:: EXTRACTED TEXT ::
____

Washington Diplomats
- Full name: Washington Diplomats
- Nicknames: Diplomats Dips
- Founded: 1974
- Dissolved: 1981; 45 years ago
- Stadium: Robert F. Kennedy Stadium Pat Cunningham Stadium D.C. Armory (indoor)
- Capacity: 55,000 5,000 6,500 (indoor)
- Chairman: Steve Danzansky
- Coach: Gordon Bradley
- League: NASL
| Home colors | Away colors |

= Washington Diplomats =

Defunct American soccer club

The Washington Diplomats were an American soccer club representing Washington, D.C. Throughout their playing existence, the club played their home games at Robert F. Kennedy Memorial Stadium and indoor home matches at the neighboring D.C. Armory. Founded as an expansion franchise in 1974, the Diplomats competed in the now-defunct North American Soccer League, then the top-tier soccer league of the American soccer pyramid.

Plagued with mediocrity in their first few seasons of existence, the Diplomats did not qualify for the playoffs until 1976, their third year in the league. The Diplomats were knocked out by the New York Cosmos in the first round. That season, the club played their home matches in Northern Virginia at W.T. Woodson High School, before going back to RFK Stadium in 1977. During the next three seasons, the Diplomats achieved more regular season success and reached the postseason every year from 1978 until 1980. Consequently, the club experienced a spike in average attendance, nearing 20,000 fans a game by the 1980 season, although a significant number of tickets were "comps" or "papered" by the team's front office staff.

____

:: Point-based annotation data ::
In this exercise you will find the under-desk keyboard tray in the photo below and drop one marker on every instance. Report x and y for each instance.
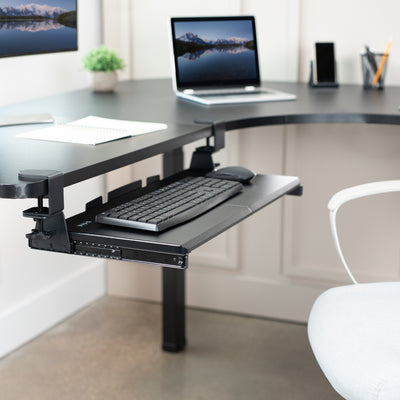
(172, 246)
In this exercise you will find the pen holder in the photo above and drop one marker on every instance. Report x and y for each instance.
(372, 69)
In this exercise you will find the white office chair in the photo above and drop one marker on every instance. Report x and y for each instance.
(354, 330)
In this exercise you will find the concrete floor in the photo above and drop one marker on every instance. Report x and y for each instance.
(111, 350)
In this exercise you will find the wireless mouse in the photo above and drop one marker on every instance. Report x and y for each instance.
(236, 173)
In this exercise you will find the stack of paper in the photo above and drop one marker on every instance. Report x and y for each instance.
(93, 130)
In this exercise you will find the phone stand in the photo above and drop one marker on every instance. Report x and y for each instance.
(311, 82)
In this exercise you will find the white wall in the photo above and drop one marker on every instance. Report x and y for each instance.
(33, 76)
(299, 261)
(38, 289)
(351, 25)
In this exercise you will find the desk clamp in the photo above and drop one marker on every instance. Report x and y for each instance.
(202, 156)
(51, 231)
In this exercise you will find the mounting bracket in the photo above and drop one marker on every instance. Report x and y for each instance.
(202, 156)
(51, 231)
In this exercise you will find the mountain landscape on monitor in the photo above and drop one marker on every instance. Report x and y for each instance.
(30, 28)
(192, 43)
(37, 12)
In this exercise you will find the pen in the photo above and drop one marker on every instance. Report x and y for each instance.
(382, 63)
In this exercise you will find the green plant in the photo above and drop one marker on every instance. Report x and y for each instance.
(102, 59)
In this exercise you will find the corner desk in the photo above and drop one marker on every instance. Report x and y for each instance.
(38, 169)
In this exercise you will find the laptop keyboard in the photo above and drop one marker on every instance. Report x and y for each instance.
(172, 204)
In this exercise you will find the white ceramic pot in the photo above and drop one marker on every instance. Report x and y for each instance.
(104, 81)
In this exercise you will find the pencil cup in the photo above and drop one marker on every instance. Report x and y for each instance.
(374, 67)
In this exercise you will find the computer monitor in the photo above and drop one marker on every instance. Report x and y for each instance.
(27, 27)
(30, 28)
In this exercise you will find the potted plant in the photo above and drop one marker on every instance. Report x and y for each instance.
(103, 63)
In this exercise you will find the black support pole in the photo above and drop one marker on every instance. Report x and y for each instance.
(173, 280)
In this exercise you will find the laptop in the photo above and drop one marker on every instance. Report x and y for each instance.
(215, 61)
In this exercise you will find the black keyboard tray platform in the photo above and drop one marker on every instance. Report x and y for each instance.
(172, 247)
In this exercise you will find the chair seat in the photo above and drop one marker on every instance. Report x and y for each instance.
(354, 332)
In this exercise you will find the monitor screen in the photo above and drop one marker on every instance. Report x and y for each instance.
(44, 26)
(214, 51)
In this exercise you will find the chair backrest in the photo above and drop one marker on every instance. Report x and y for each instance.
(352, 193)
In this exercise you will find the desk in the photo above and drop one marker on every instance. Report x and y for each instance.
(153, 100)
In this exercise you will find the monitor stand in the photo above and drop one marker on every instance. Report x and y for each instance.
(9, 120)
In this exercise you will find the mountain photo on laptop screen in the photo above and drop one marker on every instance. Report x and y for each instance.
(215, 51)
(29, 28)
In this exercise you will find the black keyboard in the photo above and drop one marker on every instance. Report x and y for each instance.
(172, 204)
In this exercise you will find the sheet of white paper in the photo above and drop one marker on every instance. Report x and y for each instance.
(93, 130)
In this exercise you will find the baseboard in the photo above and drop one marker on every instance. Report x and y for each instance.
(33, 316)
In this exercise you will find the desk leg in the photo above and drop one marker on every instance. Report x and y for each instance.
(173, 281)
(173, 310)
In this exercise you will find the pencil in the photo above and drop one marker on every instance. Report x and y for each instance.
(382, 63)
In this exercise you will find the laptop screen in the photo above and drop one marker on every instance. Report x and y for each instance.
(215, 52)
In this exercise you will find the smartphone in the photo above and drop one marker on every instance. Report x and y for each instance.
(325, 62)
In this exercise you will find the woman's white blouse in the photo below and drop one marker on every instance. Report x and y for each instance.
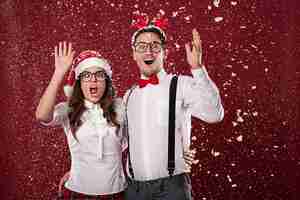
(96, 155)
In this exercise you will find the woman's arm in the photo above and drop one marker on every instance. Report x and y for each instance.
(63, 60)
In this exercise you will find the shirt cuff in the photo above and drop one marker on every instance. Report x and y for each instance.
(199, 72)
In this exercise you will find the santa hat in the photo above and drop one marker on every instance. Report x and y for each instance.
(143, 24)
(83, 61)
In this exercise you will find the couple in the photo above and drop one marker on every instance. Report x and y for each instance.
(93, 118)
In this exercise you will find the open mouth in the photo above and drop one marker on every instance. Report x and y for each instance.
(93, 90)
(148, 62)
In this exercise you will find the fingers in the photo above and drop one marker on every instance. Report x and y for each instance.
(69, 49)
(196, 39)
(188, 49)
(60, 49)
(55, 51)
(64, 49)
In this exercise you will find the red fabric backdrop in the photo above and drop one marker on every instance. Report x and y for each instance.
(250, 49)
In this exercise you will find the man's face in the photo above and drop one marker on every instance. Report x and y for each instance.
(148, 53)
(93, 84)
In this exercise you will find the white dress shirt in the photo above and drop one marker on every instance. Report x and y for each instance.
(96, 155)
(148, 120)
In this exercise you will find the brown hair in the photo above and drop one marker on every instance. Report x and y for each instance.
(76, 104)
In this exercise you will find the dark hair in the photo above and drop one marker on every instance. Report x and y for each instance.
(76, 104)
(150, 29)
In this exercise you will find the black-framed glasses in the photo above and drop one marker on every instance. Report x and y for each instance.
(88, 76)
(142, 47)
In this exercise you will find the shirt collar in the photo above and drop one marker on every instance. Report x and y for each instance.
(160, 75)
(90, 105)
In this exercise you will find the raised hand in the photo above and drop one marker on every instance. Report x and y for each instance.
(194, 52)
(189, 158)
(63, 57)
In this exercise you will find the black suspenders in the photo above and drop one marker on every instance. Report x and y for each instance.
(171, 136)
(172, 112)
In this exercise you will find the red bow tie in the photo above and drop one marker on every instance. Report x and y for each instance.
(152, 80)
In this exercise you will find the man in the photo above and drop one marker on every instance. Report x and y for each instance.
(148, 117)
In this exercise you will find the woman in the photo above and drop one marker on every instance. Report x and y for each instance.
(89, 119)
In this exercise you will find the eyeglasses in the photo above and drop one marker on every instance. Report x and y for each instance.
(142, 47)
(88, 76)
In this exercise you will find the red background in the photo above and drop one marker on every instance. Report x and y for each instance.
(252, 54)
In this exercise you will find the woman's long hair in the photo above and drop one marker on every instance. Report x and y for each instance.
(76, 104)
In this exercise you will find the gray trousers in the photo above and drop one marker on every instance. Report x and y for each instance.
(177, 187)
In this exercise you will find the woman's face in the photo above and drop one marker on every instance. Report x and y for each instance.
(93, 83)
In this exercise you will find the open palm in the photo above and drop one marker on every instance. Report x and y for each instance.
(194, 53)
(63, 56)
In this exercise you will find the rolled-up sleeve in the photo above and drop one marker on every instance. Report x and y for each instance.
(201, 96)
(60, 115)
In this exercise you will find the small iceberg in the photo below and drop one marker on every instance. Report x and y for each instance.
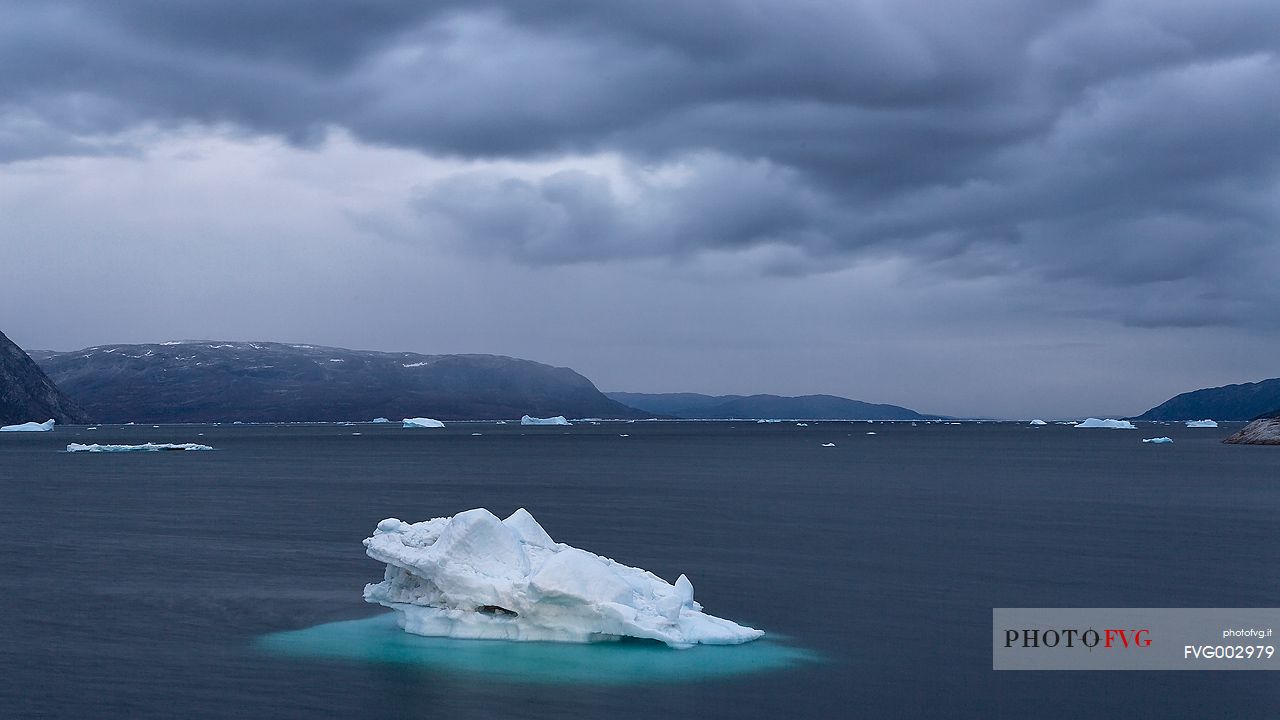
(565, 666)
(28, 428)
(476, 577)
(1107, 423)
(144, 447)
(556, 420)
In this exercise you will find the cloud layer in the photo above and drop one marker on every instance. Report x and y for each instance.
(1106, 162)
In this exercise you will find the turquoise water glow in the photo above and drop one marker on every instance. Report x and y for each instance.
(379, 639)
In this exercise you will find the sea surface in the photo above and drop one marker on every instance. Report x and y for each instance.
(228, 583)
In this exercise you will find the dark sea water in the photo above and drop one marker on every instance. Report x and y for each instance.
(202, 584)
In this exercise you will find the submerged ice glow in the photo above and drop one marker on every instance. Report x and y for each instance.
(474, 575)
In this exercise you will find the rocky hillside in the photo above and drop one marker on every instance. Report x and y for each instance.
(27, 393)
(1264, 431)
(1243, 401)
(199, 382)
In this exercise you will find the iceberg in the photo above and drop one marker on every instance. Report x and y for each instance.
(556, 420)
(28, 427)
(144, 447)
(1107, 423)
(474, 575)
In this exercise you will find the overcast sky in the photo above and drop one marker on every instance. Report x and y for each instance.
(983, 208)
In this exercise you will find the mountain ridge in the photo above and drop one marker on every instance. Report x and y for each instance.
(696, 406)
(227, 381)
(27, 393)
(1238, 401)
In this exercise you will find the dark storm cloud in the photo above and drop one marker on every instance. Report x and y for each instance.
(1123, 149)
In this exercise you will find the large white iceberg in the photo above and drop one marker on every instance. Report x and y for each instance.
(144, 447)
(1107, 423)
(28, 427)
(556, 420)
(474, 575)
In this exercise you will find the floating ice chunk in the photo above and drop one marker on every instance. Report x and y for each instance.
(28, 428)
(474, 575)
(144, 447)
(1107, 423)
(556, 420)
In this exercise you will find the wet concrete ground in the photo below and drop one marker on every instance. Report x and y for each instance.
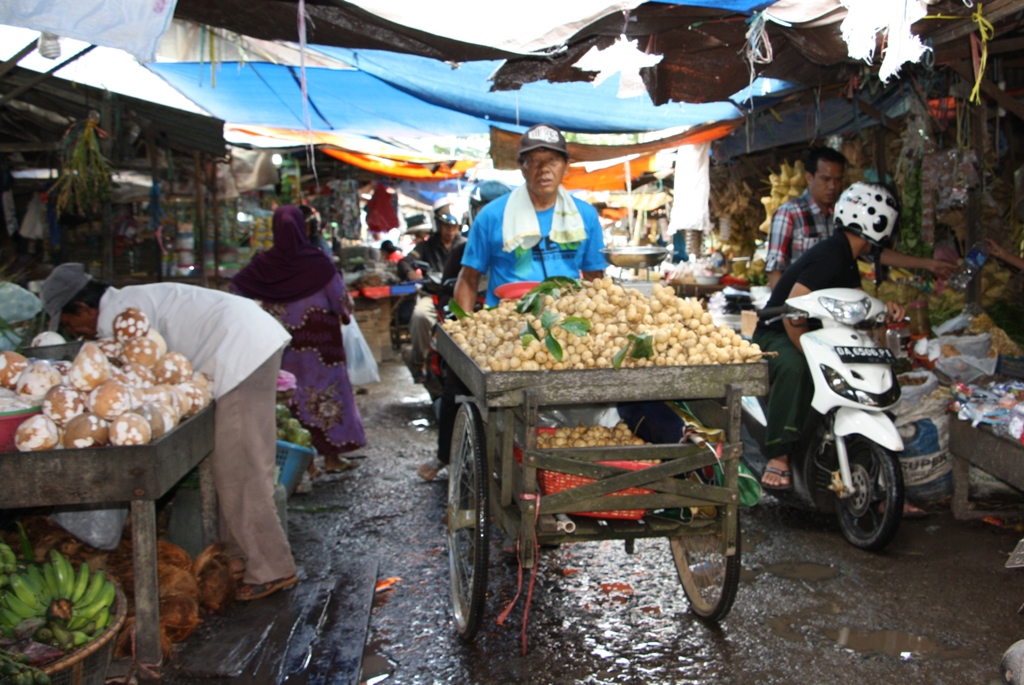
(936, 607)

____

:: TASK A ::
According to the Washington Diplomats article, which team eliminated the Diplomats in the first round of the 1976 playoffs?
:: TASK B ::
Write the next part of the Washington Diplomats article, continuing on from its final sentence.

:: RIGHT ANSWER A ::
The New York Cosmos.

:: RIGHT ANSWER B ::
Following the end of the 1980 season, the original Diplomats club folded when then owner, the Madison Square Garden Corp., had accumulated losses of $6 million and team president Steve Danzansky could not gather enough money to keep the team alive. However, that same season the Detroit Express NASL franchise relocated to the Washington metropolitan area, renaming themselves the "Diplomats" due to perceived familiarity of the moniker to the area. However, a regression of attendance and a lack of field success sounded the death knell of the franchise, and the Diplomats folded following the 1981 season.

==History==

===Before the Dips===

The Washington Whips were a soccer team based in Washington, D.C. that played in the United Soccer Association. The league was made up of teams imported from foreign leagues. The Washington club was actually Aberdeen F.C. from Scotland.

Following the 1967 season, the USA merged with the National Professional Soccer League to form the North American Soccer League with the teams from the former USA having to create their rosters from scratch. Their home field was RFK Stadium. The team's owner was Earl Foreman, later owner of the Virginia Squires of the American Basketball Association and commissioner of the original Major Indoor Soccer League. Edward T. Reynolds was the booth announcer for the club prior to the merger.

===Original NASL franchise===
The original Washington Diplomats first came into being when in 1974 when the North American Soccer League (NASL) granted a franchise to a Washington, D.C.–based business group. The team played all their home games at RFK Stadium in 1974, but in 1975 and 1976 they played most of their games at W.T. Woodson High School in Northern Virginia, including all of their 1976 games. They played indoor home matches at the neighboring D.C. Armory. In July 1975, the Diplomats' franchise was sold to a consortium headed by Stephen I. Danzansky, son of supermarket tycoon Joseph Danzansky. NASL Commissioner, Phil Woosnam described the sale as "the largest franchise transaction in our league's nine year history." That same season, the Diplomats played the New York Cosmos at RFK Stadium in what was only Pele's third league match for the Cosmos. The match, which ended in a 9-2 victory for New York, attracted a then-NASL record crowd of 35,620.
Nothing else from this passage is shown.